[Location identification items]
------------------------------
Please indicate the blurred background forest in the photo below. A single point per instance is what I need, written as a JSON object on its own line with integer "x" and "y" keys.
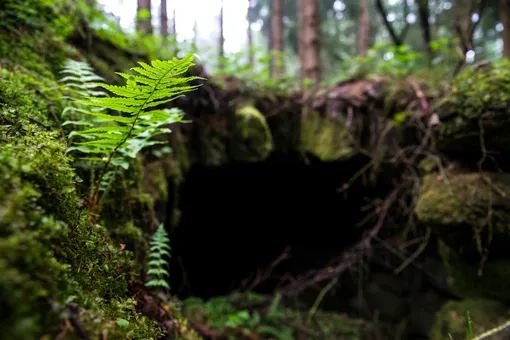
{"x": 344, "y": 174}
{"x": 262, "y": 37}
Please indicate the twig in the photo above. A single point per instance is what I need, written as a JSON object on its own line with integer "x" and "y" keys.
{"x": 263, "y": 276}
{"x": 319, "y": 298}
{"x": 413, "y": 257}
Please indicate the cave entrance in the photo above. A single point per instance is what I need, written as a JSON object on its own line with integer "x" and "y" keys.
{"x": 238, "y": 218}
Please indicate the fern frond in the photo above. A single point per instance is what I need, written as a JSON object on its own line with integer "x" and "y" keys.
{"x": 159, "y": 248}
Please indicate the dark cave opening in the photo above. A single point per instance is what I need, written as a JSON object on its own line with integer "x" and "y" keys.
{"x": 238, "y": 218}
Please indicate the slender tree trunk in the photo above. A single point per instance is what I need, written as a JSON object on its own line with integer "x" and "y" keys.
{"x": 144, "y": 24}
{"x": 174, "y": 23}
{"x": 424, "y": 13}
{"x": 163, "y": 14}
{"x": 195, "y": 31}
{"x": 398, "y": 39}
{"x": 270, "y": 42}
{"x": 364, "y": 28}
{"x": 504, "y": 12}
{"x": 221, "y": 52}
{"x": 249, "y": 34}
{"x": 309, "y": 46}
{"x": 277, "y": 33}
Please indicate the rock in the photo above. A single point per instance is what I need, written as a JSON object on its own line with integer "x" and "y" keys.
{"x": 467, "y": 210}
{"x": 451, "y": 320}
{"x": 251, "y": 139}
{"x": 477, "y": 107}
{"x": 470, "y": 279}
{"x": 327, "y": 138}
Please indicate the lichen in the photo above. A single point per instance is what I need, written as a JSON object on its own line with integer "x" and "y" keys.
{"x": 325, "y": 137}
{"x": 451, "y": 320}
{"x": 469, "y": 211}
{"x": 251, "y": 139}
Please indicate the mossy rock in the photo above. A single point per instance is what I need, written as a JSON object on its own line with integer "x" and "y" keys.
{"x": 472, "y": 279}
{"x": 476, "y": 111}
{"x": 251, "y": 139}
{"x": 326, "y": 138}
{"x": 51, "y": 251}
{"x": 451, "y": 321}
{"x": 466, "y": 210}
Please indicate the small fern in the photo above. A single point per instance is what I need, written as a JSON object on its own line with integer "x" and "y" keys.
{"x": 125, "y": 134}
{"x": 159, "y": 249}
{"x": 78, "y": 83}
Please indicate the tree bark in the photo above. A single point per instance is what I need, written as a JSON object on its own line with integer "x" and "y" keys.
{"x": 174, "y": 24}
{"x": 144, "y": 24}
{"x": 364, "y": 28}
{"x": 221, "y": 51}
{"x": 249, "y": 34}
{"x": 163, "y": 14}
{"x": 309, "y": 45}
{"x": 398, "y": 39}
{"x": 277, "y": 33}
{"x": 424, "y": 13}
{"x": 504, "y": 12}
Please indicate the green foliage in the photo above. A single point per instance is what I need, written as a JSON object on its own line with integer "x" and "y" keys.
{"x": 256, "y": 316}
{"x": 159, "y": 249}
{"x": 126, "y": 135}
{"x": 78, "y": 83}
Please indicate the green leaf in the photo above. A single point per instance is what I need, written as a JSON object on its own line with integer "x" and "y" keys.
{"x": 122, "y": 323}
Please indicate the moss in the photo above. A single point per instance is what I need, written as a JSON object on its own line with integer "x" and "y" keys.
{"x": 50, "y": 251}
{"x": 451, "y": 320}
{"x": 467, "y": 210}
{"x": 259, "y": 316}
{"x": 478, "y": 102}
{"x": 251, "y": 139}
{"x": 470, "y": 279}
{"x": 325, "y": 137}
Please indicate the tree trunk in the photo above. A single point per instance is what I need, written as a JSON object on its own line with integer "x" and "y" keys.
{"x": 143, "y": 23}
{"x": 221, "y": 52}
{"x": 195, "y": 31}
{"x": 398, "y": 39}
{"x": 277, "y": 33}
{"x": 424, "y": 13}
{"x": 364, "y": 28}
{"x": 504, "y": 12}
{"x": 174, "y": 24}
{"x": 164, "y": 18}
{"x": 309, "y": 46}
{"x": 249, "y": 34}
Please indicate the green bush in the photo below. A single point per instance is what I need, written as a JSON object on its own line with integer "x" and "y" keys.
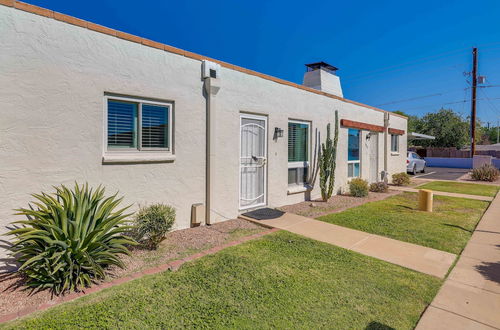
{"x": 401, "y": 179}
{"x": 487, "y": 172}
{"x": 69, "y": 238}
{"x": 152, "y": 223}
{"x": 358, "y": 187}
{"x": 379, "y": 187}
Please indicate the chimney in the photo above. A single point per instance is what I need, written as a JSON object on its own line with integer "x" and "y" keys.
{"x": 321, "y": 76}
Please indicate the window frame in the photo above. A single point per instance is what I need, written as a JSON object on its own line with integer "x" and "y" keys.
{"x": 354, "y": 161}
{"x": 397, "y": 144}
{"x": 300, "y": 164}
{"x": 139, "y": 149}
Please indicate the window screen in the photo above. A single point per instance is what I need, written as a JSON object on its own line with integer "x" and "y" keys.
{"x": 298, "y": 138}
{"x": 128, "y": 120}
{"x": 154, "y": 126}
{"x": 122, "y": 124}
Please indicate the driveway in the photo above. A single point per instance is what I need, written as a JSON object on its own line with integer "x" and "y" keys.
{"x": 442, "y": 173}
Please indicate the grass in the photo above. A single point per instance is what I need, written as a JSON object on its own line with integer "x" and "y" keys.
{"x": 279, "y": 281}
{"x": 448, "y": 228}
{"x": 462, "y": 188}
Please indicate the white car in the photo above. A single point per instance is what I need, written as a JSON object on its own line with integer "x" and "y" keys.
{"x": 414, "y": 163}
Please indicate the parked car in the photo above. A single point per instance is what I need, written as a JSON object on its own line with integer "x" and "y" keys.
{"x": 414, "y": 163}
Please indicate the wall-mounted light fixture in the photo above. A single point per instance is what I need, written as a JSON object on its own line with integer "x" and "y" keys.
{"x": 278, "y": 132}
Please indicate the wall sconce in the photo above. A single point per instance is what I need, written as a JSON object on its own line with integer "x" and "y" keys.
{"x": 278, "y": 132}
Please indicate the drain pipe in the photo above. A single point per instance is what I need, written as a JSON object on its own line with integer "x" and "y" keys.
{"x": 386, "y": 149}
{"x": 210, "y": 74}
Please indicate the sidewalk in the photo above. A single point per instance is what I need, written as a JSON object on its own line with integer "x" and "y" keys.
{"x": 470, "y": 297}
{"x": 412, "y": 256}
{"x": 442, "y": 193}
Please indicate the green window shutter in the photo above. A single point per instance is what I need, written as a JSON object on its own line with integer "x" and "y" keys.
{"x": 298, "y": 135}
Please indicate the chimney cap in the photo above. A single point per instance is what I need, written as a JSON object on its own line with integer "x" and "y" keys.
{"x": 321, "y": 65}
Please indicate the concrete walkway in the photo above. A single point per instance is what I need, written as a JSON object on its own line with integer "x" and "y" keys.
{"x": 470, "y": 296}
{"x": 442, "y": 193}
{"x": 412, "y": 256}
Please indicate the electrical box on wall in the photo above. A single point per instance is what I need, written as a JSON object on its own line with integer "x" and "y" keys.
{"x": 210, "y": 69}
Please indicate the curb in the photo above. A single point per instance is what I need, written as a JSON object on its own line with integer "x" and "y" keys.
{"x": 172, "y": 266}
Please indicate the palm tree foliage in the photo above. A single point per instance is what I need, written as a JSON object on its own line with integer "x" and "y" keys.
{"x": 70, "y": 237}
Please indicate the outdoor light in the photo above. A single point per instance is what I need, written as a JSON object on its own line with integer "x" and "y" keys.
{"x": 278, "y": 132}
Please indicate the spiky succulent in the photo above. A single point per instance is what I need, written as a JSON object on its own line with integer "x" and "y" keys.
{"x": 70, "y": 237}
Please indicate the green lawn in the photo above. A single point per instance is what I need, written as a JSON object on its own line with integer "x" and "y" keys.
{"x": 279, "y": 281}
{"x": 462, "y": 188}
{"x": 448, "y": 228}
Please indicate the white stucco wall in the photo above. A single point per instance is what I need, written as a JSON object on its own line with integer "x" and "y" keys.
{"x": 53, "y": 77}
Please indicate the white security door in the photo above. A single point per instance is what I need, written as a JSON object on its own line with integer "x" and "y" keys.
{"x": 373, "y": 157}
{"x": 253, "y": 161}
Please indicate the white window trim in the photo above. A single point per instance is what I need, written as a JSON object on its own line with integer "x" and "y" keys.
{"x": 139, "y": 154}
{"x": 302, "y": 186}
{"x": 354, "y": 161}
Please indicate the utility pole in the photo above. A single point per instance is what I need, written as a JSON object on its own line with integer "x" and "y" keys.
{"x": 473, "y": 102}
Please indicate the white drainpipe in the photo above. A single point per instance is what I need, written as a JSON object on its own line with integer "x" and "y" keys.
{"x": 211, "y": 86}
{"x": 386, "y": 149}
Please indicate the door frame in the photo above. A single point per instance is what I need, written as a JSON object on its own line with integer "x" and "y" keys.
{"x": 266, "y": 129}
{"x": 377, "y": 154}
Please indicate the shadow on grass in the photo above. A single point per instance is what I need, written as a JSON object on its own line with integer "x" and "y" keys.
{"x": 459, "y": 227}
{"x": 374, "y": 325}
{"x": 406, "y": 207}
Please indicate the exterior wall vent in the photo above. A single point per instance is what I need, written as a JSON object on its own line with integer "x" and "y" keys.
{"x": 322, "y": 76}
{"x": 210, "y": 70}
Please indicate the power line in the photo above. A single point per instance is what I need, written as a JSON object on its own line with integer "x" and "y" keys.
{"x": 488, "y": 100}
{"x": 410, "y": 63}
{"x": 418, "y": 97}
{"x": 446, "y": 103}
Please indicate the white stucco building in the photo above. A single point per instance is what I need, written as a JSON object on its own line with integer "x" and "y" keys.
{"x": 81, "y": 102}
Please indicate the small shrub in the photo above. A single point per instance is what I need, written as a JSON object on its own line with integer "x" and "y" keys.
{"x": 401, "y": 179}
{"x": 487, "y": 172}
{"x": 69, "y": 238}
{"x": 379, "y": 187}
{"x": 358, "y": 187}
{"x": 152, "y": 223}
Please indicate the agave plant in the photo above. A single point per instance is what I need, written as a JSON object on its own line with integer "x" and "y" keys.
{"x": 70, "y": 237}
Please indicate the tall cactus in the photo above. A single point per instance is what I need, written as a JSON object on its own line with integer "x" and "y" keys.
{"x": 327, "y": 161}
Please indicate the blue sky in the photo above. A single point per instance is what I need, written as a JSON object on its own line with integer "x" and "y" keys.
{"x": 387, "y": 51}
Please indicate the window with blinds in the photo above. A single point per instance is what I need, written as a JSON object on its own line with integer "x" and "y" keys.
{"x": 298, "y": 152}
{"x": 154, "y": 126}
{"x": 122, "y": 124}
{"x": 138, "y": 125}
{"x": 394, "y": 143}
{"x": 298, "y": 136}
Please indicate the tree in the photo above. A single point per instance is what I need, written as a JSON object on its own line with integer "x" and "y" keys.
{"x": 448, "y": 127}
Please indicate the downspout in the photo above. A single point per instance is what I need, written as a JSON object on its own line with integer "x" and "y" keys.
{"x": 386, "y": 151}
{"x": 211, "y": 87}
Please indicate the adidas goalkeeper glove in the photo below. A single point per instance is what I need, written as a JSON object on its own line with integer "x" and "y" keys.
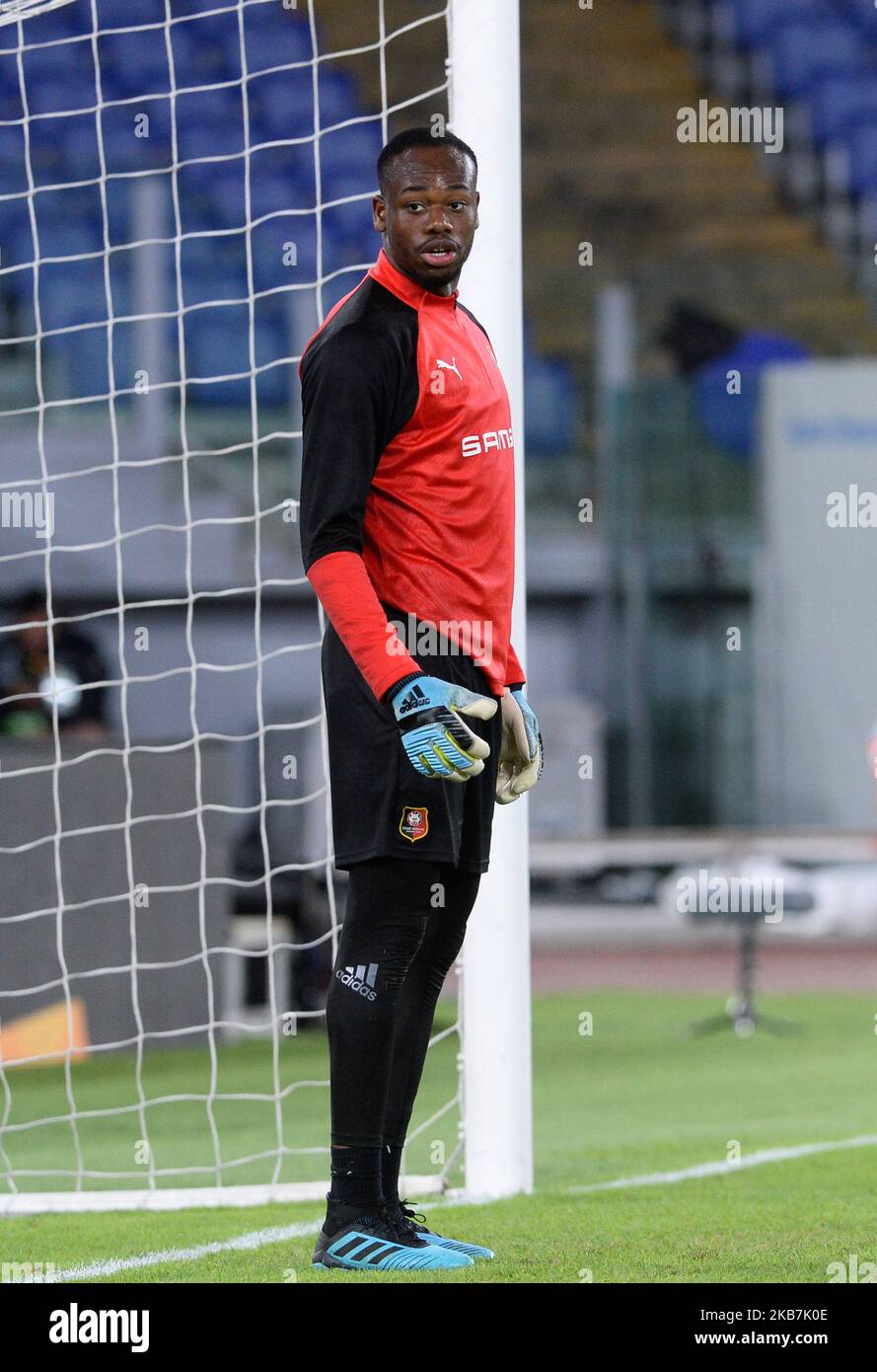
------------------------------
# What you need to do
Extract and reproduce verbatim the lines of the items, beginning with the line that contains "Please indicate the downspout" and continuing through the final line of the items, both ends included. Omit the pictures from your answer.

# Final result
Please indicate the downspout in the photo above. A single point per instance is what I need, written as a JSON object on its own line with integer "x" and "y" keys.
{"x": 386, "y": 151}
{"x": 211, "y": 87}
Please indicate the adidas goalkeeper glove in the photo below. A single point per instance is what I need, written as a JSON object on its own line with integer "x" and "y" keys.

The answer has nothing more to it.